Data for analysis: Begin
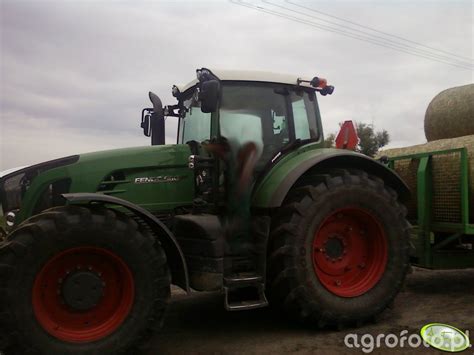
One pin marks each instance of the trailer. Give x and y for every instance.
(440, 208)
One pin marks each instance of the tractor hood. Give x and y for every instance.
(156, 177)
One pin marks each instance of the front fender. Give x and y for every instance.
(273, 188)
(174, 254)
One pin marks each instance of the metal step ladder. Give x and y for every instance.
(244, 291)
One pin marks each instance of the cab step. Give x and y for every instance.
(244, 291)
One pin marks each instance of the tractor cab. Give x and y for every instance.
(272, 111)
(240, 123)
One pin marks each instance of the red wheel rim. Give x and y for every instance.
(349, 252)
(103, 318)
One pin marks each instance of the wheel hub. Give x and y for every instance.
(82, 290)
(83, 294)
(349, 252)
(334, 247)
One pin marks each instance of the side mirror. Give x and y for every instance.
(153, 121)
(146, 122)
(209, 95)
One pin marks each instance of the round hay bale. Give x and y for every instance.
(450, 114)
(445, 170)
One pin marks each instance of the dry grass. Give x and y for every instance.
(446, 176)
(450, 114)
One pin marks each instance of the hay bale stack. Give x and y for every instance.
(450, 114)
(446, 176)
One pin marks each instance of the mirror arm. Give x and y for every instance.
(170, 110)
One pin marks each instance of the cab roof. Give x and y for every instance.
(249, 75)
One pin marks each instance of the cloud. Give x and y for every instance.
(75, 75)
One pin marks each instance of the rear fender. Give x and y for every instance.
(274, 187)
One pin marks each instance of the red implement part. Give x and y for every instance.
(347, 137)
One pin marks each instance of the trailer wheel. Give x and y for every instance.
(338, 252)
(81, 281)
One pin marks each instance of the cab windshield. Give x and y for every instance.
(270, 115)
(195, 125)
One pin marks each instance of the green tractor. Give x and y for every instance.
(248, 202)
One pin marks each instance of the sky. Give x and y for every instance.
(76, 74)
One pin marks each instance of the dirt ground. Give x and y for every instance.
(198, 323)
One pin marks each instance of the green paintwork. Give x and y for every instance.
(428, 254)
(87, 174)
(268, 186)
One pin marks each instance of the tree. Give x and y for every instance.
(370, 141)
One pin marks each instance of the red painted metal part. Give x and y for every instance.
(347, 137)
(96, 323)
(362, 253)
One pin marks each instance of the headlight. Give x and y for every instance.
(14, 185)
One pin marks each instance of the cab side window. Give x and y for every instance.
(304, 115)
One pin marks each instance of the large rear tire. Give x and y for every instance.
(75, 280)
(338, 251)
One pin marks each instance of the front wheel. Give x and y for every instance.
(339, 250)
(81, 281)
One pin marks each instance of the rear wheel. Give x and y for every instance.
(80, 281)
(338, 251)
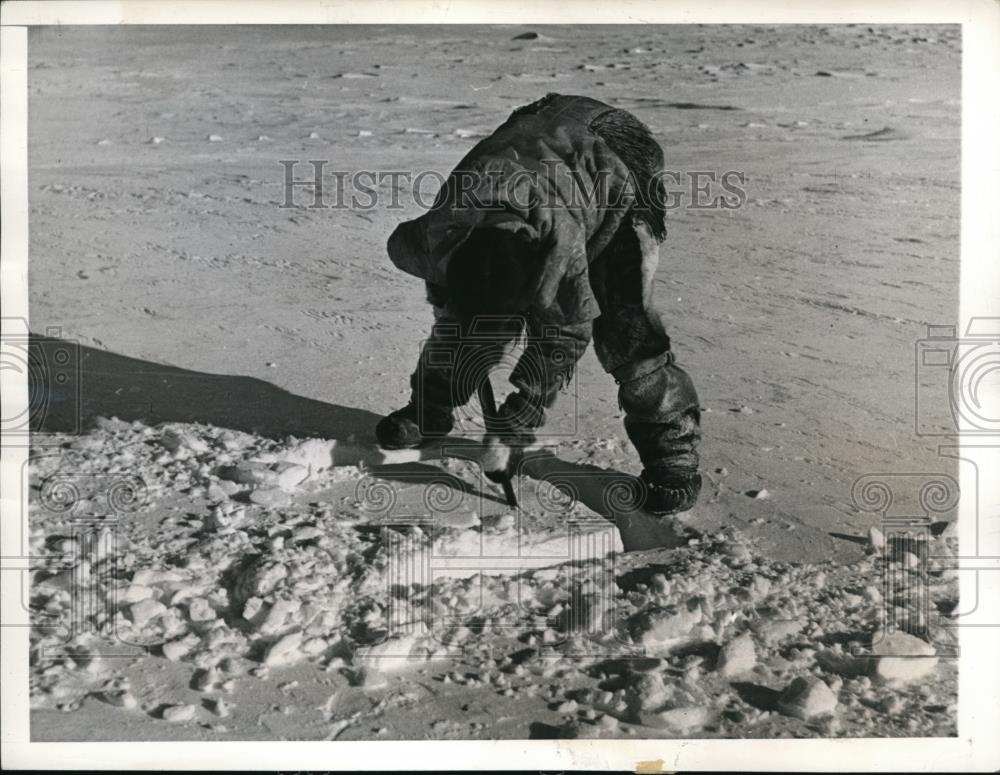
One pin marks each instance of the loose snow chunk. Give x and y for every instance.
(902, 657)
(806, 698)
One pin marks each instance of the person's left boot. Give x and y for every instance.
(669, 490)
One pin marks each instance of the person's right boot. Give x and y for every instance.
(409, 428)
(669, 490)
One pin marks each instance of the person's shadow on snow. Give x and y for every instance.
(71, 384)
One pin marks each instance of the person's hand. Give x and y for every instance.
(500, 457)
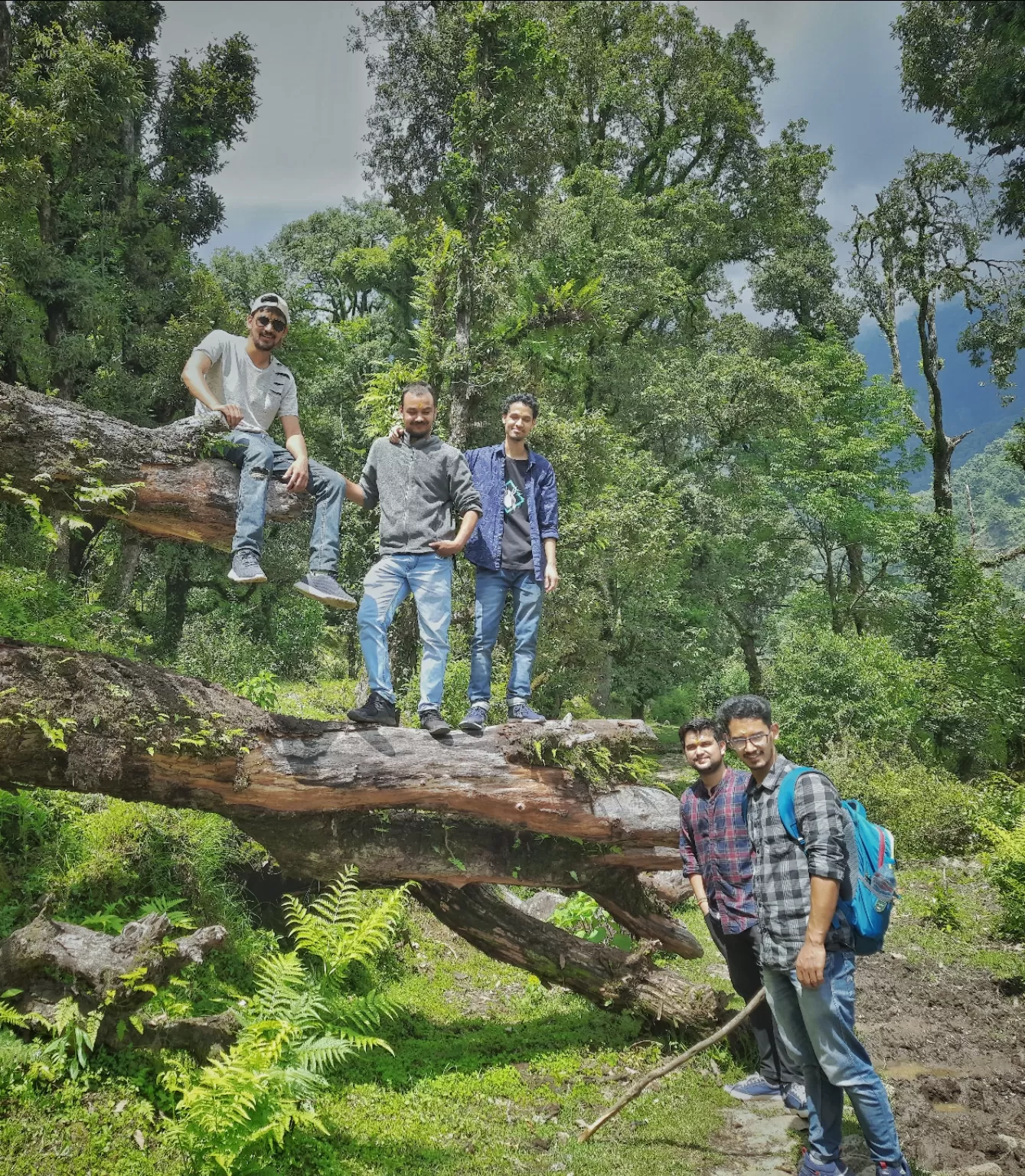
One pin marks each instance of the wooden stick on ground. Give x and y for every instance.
Data for analysis: End
• What to produce
Leaving the pictures out, transcribe the entries above exactly as written.

• Result for this task
One pin marks each instance of the trailer. Give x and y for every instance.
(440, 208)
One pin marks each instance of the tractor hood. Give x and y for every instance.
(156, 177)
One pin marks each instance of the front fender. Give x and y for every instance.
(273, 188)
(174, 254)
One pin marks each instance of the metal step ladder. Give x and y for every instance.
(244, 291)
One pin marks each instance of the cab step. Give x and y for every instance.
(244, 291)
One pin marks each instance of the tractor cab. Give x and y for every instance.
(272, 111)
(240, 123)
One pin marks each instance of the red wheel rim. Give x and y for every instance.
(349, 252)
(103, 318)
One pin marks each instance of the wheel hub. Give x and y for every instance.
(82, 290)
(83, 294)
(349, 252)
(334, 247)
One pin marks each instance of the side mirror. Give x and y for every instance.
(153, 121)
(146, 122)
(209, 95)
One pin marks each instance of the round hay bale. Give x and y for every instance.
(450, 114)
(445, 170)
One pin marks each instance of the dry grass. Give x and y for every instance.
(446, 176)
(450, 114)
One pin marks each instance of the hay bale stack. Give x and y for every instance.
(450, 114)
(446, 176)
One pin marks each instance of the mirror arm. Give x and y for every instance.
(170, 110)
One pin marks each instance of the cab roof. Give x and y for every instance.
(249, 75)
One pin marks each instance of the cloud. Give x and y for every instance.
(75, 75)
One pin marks each instance of the rear fender. Give x and y for every instance.
(274, 187)
One pin marks each instance of the red implement part. Give x and y for every instance.
(347, 137)
One pin marks each instance of the trailer wheel. Give x and y for every instance.
(338, 252)
(81, 281)
One pin marks each instance of the cab windshield. Give x and y for every instance.
(270, 115)
(195, 125)
One pin marks each instance of the green tractor. Give x and y for every instance.
(248, 202)
One pin marks each instance of the sky. Give x and y for every instance.
(76, 74)
One pin marks each instance of the dirt ground. Give x and y for every instance.
(198, 323)
One pin marks each instance of the green paintwork. Give x and y for every instance.
(428, 254)
(87, 174)
(268, 186)
One pin marks each instance of the tree. Give x and y for every instance.
(370, 141)
One pin marks each instance of the red painted metal part. Give x and y for every instance.
(347, 137)
(96, 323)
(362, 253)
One pin marks each instance of the headlight. Give x and y for every instance.
(14, 185)
One pin marks each instance of the cab side window. Give x and y for every instance.
(304, 115)
One pin marks each instance of the large rear tire. Give x and y for every instance.
(75, 280)
(338, 251)
One pin marks each instance of the front wheel. Give x and y for every instance.
(339, 250)
(81, 281)
One pin marks each instance of the rear wheel. Give x and y for every instance.
(80, 281)
(338, 251)
One pin marks each instance of the loose snow chunk. Give x and y for every instance.
(902, 657)
(806, 698)
One pin marks each instance of the person's left boot. Give x and y for every instance.
(669, 490)
One pin marks each instance of the person's right boot. Give x and y for every instance.
(409, 428)
(669, 490)
One pin marks each instance of the person's shadow on snow. Give x and y for every instance.
(71, 384)
One pin marks each instance of the person's hand. Give x and y for every instance.
(500, 457)
One pin marks each instance of the wooden stick on ground. Give x and y for every instance.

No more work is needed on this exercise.